> **WORK TASK**
Repeat the data verbatim.

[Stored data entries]
= = = =

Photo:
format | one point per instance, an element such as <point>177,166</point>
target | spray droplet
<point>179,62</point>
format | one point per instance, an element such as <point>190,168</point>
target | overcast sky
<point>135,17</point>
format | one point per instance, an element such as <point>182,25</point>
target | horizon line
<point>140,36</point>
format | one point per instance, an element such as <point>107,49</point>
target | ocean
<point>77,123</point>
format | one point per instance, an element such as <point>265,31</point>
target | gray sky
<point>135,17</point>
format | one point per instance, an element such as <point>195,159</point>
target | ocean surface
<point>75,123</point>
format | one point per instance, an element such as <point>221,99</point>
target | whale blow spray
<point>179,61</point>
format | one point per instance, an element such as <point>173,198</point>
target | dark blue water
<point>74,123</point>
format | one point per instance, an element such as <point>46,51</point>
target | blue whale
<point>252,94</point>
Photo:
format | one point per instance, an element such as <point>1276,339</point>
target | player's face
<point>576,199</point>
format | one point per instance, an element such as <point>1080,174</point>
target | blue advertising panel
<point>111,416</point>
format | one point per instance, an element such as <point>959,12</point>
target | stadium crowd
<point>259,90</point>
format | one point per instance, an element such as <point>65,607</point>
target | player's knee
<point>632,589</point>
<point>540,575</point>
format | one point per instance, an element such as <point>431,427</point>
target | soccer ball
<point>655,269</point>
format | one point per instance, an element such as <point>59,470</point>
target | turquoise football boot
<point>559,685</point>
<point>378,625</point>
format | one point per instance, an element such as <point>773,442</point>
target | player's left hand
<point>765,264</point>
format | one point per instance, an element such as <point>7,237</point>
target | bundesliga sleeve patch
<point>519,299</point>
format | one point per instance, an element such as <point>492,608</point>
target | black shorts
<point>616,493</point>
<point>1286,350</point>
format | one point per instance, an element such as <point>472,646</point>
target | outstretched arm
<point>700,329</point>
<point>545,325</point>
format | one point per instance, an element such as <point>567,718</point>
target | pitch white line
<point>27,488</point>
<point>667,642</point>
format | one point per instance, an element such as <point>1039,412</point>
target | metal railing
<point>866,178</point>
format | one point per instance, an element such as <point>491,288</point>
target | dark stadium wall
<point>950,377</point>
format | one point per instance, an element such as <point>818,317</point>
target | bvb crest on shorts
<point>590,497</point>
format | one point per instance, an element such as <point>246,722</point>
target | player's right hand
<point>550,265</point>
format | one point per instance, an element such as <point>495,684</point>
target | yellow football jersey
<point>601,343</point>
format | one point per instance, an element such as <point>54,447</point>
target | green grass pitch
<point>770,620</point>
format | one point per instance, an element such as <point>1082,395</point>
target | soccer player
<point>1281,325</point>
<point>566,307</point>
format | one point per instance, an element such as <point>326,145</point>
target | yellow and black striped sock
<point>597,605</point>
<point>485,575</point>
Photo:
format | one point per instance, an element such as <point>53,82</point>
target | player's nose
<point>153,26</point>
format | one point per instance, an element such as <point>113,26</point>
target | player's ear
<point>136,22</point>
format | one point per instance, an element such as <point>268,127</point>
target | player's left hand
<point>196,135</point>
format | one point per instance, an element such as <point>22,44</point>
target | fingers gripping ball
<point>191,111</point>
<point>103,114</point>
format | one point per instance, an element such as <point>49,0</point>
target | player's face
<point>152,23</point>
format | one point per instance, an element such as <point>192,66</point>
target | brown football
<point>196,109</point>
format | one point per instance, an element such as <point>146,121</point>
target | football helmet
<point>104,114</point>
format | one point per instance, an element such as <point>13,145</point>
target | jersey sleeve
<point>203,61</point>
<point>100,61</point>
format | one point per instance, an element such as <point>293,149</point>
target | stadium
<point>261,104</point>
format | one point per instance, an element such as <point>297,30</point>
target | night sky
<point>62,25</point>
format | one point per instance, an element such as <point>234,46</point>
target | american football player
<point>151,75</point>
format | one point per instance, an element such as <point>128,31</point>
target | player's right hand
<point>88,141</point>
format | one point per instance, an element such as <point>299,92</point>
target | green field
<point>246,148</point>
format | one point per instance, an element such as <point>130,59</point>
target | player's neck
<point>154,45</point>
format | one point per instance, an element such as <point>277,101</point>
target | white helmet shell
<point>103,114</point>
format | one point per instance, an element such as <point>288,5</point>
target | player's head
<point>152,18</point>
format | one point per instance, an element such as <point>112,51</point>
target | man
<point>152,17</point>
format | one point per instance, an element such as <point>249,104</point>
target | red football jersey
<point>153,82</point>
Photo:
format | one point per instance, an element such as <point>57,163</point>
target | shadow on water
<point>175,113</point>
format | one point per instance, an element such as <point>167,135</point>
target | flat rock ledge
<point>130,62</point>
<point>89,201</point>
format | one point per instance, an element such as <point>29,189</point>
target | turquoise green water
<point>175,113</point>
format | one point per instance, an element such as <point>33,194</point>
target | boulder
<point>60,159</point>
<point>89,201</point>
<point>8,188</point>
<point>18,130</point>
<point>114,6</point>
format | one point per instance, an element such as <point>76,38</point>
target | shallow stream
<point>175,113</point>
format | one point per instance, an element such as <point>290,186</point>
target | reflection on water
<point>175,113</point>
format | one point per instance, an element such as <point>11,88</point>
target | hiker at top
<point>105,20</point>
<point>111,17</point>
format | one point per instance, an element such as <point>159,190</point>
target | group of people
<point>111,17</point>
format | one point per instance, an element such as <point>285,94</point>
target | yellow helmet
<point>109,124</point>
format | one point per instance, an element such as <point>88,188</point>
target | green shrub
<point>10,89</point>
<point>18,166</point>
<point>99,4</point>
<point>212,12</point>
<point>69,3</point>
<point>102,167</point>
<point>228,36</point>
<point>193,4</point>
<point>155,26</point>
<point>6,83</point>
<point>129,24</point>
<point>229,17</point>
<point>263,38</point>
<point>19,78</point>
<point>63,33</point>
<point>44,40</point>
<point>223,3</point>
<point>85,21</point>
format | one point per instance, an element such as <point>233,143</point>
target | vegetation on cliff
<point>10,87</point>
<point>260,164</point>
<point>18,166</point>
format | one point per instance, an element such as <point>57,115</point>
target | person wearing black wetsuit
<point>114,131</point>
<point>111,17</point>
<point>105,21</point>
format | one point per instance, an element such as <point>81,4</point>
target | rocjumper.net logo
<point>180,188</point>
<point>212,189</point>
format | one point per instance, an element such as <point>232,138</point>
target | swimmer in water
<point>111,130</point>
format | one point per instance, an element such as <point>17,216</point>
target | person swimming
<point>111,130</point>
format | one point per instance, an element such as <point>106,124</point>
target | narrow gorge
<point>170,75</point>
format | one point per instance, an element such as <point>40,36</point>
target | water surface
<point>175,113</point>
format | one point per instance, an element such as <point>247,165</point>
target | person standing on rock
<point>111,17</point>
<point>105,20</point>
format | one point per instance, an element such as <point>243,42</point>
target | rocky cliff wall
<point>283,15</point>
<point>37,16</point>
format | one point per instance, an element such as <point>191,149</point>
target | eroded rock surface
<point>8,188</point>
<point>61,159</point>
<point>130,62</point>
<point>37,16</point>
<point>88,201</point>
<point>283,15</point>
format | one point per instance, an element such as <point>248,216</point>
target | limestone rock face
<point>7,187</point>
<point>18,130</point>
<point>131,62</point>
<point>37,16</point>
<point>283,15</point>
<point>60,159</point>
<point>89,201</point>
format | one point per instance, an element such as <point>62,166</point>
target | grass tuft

= = = =

> **ANSWER TO THIS TASK**
Photo:
format | one point per instance, an element such as <point>177,166</point>
target | spray droplet
<point>179,62</point>
format | one point per instance, an element such as <point>190,168</point>
target | overcast sky
<point>135,17</point>
format | one point per instance, an element such as <point>182,25</point>
target | horizon line
<point>140,36</point>
format | one point per instance, an element such as <point>107,49</point>
target | ocean
<point>77,123</point>
format | one point per instance, an element such as <point>265,31</point>
target | gray sky
<point>135,17</point>
format | one point per instance, an element such as <point>195,159</point>
target | ocean surface
<point>75,123</point>
format | one point per instance, an element such as <point>221,99</point>
target | whale blow spray
<point>179,61</point>
format | one point per instance, an element such as <point>173,198</point>
target | dark blue water
<point>74,123</point>
format | one point per instance, an element such as <point>46,51</point>
target | blue whale
<point>252,94</point>
Photo:
format | one point per instance, an element such as <point>1276,339</point>
target | player's face
<point>576,199</point>
format | one point per instance, an element such as <point>1080,174</point>
target | blue advertising panel
<point>111,416</point>
format | one point per instance, an element such as <point>959,12</point>
target | stadium crowd
<point>259,90</point>
format | one point per instance, an element such as <point>65,607</point>
target | player's knee
<point>632,589</point>
<point>540,575</point>
format | one point per instance, an element such as <point>431,427</point>
target | soccer ball
<point>655,269</point>
format | one point per instance, an element such as <point>59,470</point>
target | turquoise football boot
<point>559,685</point>
<point>378,625</point>
format | one point per instance, an element such as <point>773,442</point>
target | player's left hand
<point>765,264</point>
format | one point per instance, an element such as <point>7,237</point>
target | bundesliga sleeve patch
<point>519,299</point>
format | one point per instance, an element such as <point>492,608</point>
target | black shorts
<point>616,493</point>
<point>1286,350</point>
format | one point per instance, an element such as <point>472,646</point>
target | outstretched arm
<point>700,329</point>
<point>545,325</point>
format | one point per instance, an element such as <point>567,718</point>
target | pitch white line
<point>27,488</point>
<point>667,642</point>
format | one point per instance, an element such as <point>1039,412</point>
target | metal railing
<point>866,178</point>
format | one point per instance, an element such as <point>491,288</point>
target | dark stadium wall
<point>950,377</point>
format | one point per instance, an element such as <point>818,317</point>
target | bvb crest on shorts
<point>590,497</point>
format | one point per instance, an element such as <point>246,722</point>
target | player's right hand
<point>550,265</point>
format | one point per instance, an element such as <point>495,684</point>
target | yellow football jersey
<point>601,343</point>
format | one point per instance, an element such as <point>54,447</point>
target | green grass pitch
<point>770,620</point>
format | one point per instance, an element such as <point>1082,395</point>
target | soccer player
<point>1281,325</point>
<point>566,307</point>
format | one point per instance, an element such as <point>326,145</point>
target | yellow and black striped sock
<point>597,605</point>
<point>485,575</point>
Photo:
format | one point per instance, an element such as <point>53,82</point>
target | player's nose
<point>153,26</point>
format | one point per instance, an element such as <point>113,26</point>
target | player's ear
<point>136,22</point>
format | one point per instance, an element such as <point>268,127</point>
target | player's left hand
<point>196,135</point>
format | one point per instance, an element such as <point>22,44</point>
target | fingers gripping ball
<point>191,111</point>
<point>103,114</point>
format | one point per instance, an element such as <point>49,0</point>
target | player's face
<point>152,23</point>
format | one point per instance, an element such as <point>192,66</point>
target | brown football
<point>196,109</point>
format | one point per instance, an element such as <point>146,121</point>
target | football helmet
<point>104,114</point>
format | one point per instance, an element such as <point>13,145</point>
target | jersey sleeve
<point>203,61</point>
<point>100,61</point>
format | one point per instance, an element such as <point>293,149</point>
target | stadium
<point>261,104</point>
format | one point per instance, an element such as <point>297,30</point>
target | night sky
<point>62,25</point>
format | one point per instance, an element such as <point>234,46</point>
target | american football player
<point>151,75</point>
format | one point per instance, an element such as <point>128,31</point>
target | player's right hand
<point>88,141</point>
format | one point per instance, an element such as <point>299,92</point>
target | green field
<point>246,148</point>
format | one point per instance, an element such as <point>130,59</point>
target | player's neck
<point>154,45</point>
format | one point per instance, an element such as <point>277,101</point>
target | white helmet shell
<point>103,114</point>
format | one point per instance, an element such as <point>288,5</point>
target | player's head
<point>152,18</point>
format | one point per instance, an element such as <point>112,51</point>
target | man
<point>152,17</point>
format | one point per instance, an element such as <point>249,104</point>
target | red football jersey
<point>153,82</point>
Photo:
format | one point per instance, an element such as <point>57,163</point>
target | shadow on water
<point>175,113</point>
format | one point per instance, an element such as <point>167,135</point>
target | flat rock ledge
<point>130,62</point>
<point>89,201</point>
format | one point per instance, an element such as <point>29,189</point>
target | turquoise green water
<point>175,113</point>
format | one point per instance, an element such as <point>33,194</point>
target | boulder
<point>60,159</point>
<point>89,201</point>
<point>8,188</point>
<point>18,130</point>
<point>114,6</point>
format | one point per instance, an element such as <point>76,38</point>
target | shallow stream
<point>175,113</point>
format | one point per instance, an element such as <point>290,186</point>
target | reflection on water
<point>175,113</point>
format | one point per instance, an element such as <point>11,88</point>
target | hiker at top
<point>105,20</point>
<point>111,17</point>
format | one point per instance, an element such as <point>159,190</point>
target | group of people
<point>111,17</point>
format | one point per instance, an element such as <point>285,94</point>
target | yellow helmet
<point>109,124</point>
format | one point per instance, an element such as <point>88,188</point>
target | green shrub
<point>10,89</point>
<point>18,166</point>
<point>99,4</point>
<point>212,12</point>
<point>69,3</point>
<point>102,167</point>
<point>228,36</point>
<point>193,4</point>
<point>155,26</point>
<point>6,83</point>
<point>129,24</point>
<point>229,17</point>
<point>263,38</point>
<point>19,78</point>
<point>63,33</point>
<point>44,40</point>
<point>223,3</point>
<point>85,21</point>
format | one point per instance, an element such as <point>233,143</point>
target | vegetation on cliff
<point>10,87</point>
<point>260,164</point>
<point>18,166</point>
format | one point per instance, an element such as <point>57,115</point>
target | person wearing black wetsuit
<point>114,131</point>
<point>111,17</point>
<point>105,21</point>
format | one point per instance, an element such as <point>81,4</point>
target | rocjumper.net logo
<point>180,188</point>
<point>212,189</point>
format | one point per instance, an element such as <point>232,138</point>
target | swimmer in water
<point>111,130</point>
format | one point per instance, an element such as <point>17,216</point>
target | person swimming
<point>111,130</point>
format | one point per instance, an element such as <point>106,124</point>
target | narrow gorge
<point>170,75</point>
format | one point per instance, an element such as <point>40,36</point>
target | water surface
<point>175,113</point>
format | one point per instance, an element such as <point>247,165</point>
target | person standing on rock
<point>111,17</point>
<point>105,20</point>
format | one point per instance, an element such as <point>243,42</point>
target | rocky cliff wall
<point>283,15</point>
<point>37,16</point>
format | one point per instance, an element such as <point>191,149</point>
target | eroded rock surface
<point>8,188</point>
<point>61,159</point>
<point>130,62</point>
<point>37,16</point>
<point>88,201</point>
<point>283,15</point>
format | one point per instance, an element such as <point>248,216</point>
target | limestone rock face
<point>7,187</point>
<point>18,130</point>
<point>131,62</point>
<point>37,16</point>
<point>283,15</point>
<point>60,159</point>
<point>89,201</point>
format | one point per instance, an element such as <point>62,166</point>
target | grass tuft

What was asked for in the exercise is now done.